§ **TEXTE FOURNI**

• Carthage vit !

    Jean-Pierre Leguéré

     7 octobre 2015

     

    Vous partirez de chez mon amie Sihem Abdallah, qui habite à Carthage, rue Plutarque, On ne peut manquer le jardin fleuri de sa villa que vous trouverez à main droite en bas de la rue, à proximité des antiques ports puniques. À portée de regard, ensablée par le sirocco, étouffée d’herbes et de lianes, vous verrez une maison muette. Vous êtes dans le quartier Salammbô. Ce n’est pas en vain. On vous racontera que Gustave Flaubert passa dans cette maison de longues heures à écrire son roman; ne donnez aucune foi à ce conte: la maison est de construction postérieure à la mort de Flaubert. Bénie soit toutefois cette légende qui marque l’attachement des habitants à l’écrivain : les yeux de Flaubert ont vu les paysages que vos prunelles caresseront avant d’écrire sa deuxième version de Salammbô.

    Vous quitterez Sihem et la langueur sucrée de la rue Plutarque aux heures où les ombres s’allongent, celles où la colline de Byrsa délivre le mieux ses mystères. Vous monterez par cette voie en lacets qui conduit à l’Église Saint-Louis et au musée qui la jouxte ; vous leur consacrerez du temps un autre jour, peut-être. Mais aujourd’hui, votre visite s’arrêtera sur cette vaste terrasse dont les hautes colonnes cannelées sont le seul décor. Sur le marbre et la pierre, d’instinct, vous vous poserez, debout, face à la mer, intimidé par la grandeur du lieu. Le soleil délivrera ses couleurs de l’aube ou du couchant, vos yeux plongeront en contre-bas dans la mer, vous sentirez un vent léger aux odeurs de bois, de thym, de pierre chauffée. La terre, le feu, la mer, l’air, les quatre éléments sont là, en harmonie. Mais l’émotion vient plus encore des villes qui sont sous vos pieds et dont il ne reste que des strates de pierres et de terre séchée ; vous voilà à Byrsa, au cœur de Carthage, en intime communion avec l’Histoire, une histoire de 3000 ans.

    Byrsa, signifie bœuf en grec et doit son nom à l’objet de marchandage du personnage le plus emblématique du lieu, la princesse phénicienne Élyssa, Élyssa Didon, princesse errante et courageuse, fondatrice de la ville. Sa gloire naît d’une tragédie au cours de laquelle, pour des raisons de pouvoir, Pygmalion, son frère, avait tué son mari Sychée. Veuve inconsolable, Elyssa avait quitté Tyr avec sa cour, sur de nombreux navires. Ils avaient vogué longtemps avant qu’Elyssa remarque cet éperon rocheux dans la mer, avant qu’elle décide de cette colline, avant qu’elle pose enfin son bagage. Avec le roitelet du pays, elle discuta la surface de la terre qu’il voudrait bien lui céder. On s’entendit sur une simple peau de bœuf. Lui, le vendeur, croyait octroyer la surface que pourrait recouvrir la peau ; elle, la rusée, entendait la surface que l’on pourrait entourer avec la même peau découpée en lanières fines comme un fil. Ainsi naquit Carthage. C’était peu pour un nouveau royaume, c’était une suffisante tête de pont. Pour cette ruse peut être, Hiarbas, le roitelet, en admira plus encore la belle et s’en éprit. Au point de vouloir l’épouser. Plutôt que trahir son serment de fidélité au cher Sychée, tragique jusqu’à sa dernière heure, Élyssa préféra se donner la mort.

§ **LISTE FOURNIE**
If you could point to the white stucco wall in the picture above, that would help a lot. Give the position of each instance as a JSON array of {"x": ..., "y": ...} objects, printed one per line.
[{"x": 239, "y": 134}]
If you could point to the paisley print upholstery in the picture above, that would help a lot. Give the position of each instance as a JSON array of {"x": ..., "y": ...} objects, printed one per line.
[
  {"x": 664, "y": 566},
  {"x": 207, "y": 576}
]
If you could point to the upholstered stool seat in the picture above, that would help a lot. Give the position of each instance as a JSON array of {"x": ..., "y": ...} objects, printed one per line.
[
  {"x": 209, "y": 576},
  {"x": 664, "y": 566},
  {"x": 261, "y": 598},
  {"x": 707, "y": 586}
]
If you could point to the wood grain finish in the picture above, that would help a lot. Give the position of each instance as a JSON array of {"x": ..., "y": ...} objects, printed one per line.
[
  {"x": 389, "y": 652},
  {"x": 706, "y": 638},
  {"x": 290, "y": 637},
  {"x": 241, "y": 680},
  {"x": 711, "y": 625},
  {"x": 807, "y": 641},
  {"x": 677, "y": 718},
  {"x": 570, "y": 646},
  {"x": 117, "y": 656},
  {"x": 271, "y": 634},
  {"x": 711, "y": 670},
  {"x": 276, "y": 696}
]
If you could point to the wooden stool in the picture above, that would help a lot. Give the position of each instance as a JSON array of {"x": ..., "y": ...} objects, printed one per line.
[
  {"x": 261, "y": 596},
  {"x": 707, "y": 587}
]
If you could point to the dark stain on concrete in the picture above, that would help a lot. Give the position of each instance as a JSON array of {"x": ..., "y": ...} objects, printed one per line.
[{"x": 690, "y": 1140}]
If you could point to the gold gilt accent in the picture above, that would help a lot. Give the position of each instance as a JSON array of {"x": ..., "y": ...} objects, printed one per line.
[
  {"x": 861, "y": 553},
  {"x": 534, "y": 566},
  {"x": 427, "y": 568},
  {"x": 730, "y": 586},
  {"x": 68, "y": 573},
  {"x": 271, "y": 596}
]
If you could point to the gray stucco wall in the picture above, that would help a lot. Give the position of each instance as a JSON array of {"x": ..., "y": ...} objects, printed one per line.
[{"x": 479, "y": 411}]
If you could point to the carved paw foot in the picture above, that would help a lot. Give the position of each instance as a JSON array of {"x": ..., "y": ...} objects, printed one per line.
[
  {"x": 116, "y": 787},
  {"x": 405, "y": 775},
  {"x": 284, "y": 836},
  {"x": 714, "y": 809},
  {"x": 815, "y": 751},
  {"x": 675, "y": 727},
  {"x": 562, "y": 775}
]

§ **ÉNONCÉ A**
D'après le texte sur Carthage, que signifie le mot Byrsa en grec ?
§ **ÉNONCÉ B**
Réécrivez le passage du texte sur Carthage qui commence par les mots contenant "7 octobre 2015" et se termine par "version de Salammbô.", en remplaçant "sirocco" par "vent du désert".
§ **ÉNONCÉ C**
Prolongez le texte sur Carthage au-delà de sa dernière phrase.

§ **RÉPONSE A**
Byrsa signifie bœuf en grec.

§ **RÉPONSE B**
7 octobre 2015

     

    Vous partirez de chez mon amie Sihem Abdallah, qui habite à Carthage, rue Plutarque, On ne peut manquer le jardin fleuri de sa villa que vous trouverez à main droite en bas de la rue, à proximité des antiques ports puniques. À portée de regard, ensablée par le vent du désert, étouffée d’herbes et de lianes, vous verrez une maison muette. Vous êtes dans le quartier Salammbô. Ce n’est pas en vain. On vous racontera que Gustave Flaubert passa dans cette maison de longues heures à écrire son roman; ne donnez aucune foi à ce conte: la maison est de construction postérieure à la mort de Flaubert. Bénie soit toutefois cette légende qui marque l’attachement des habitants à l’écrivain : les yeux de Flaubert ont vu les paysages que vos prunelles caresseront avant d’écrire sa deuxième version de Salammbô.

§ **RÉPONSE C**
    Oubliez le général Hannibal Barca et ses éléphants, oubliez les guerres puniques, et le général Amilcar, oubliez ceux qui furent les grands de ce monde-là, leurs ambitions, leurs rêves de gloire et leurs guerres incessantes. Phéniciens, Grecs ou Romains, la semence des hommes portait la guerre ; à cause d’eux les mères redoutaient le désir de leur fille, à cause d’eux la guerre poursuivait les générations. Oubliez les puissants, écoutez plutôt ces bruits qui montent vers vous : les rumeurs lointaines du stade, les vociférations militaires, les discussions tapageuses dans les latrines collectives, la criée du poisson, les échos de complots, les mensonges commerçants, les chansons enfantines, les chuchotis d’amour, les sanglots muets! Ces bruits sont–ils si différents de ceux que vous entendez chez vous, depuis votre cinquième étage ? Les successives Carthage, détruites et reconstruites pendant des siècles sont empilées les unes sur les autres ; sur la colline de Byrsa, sous vos pieds, vous sentirez trembler la terre qui recouvre ces vies superposées.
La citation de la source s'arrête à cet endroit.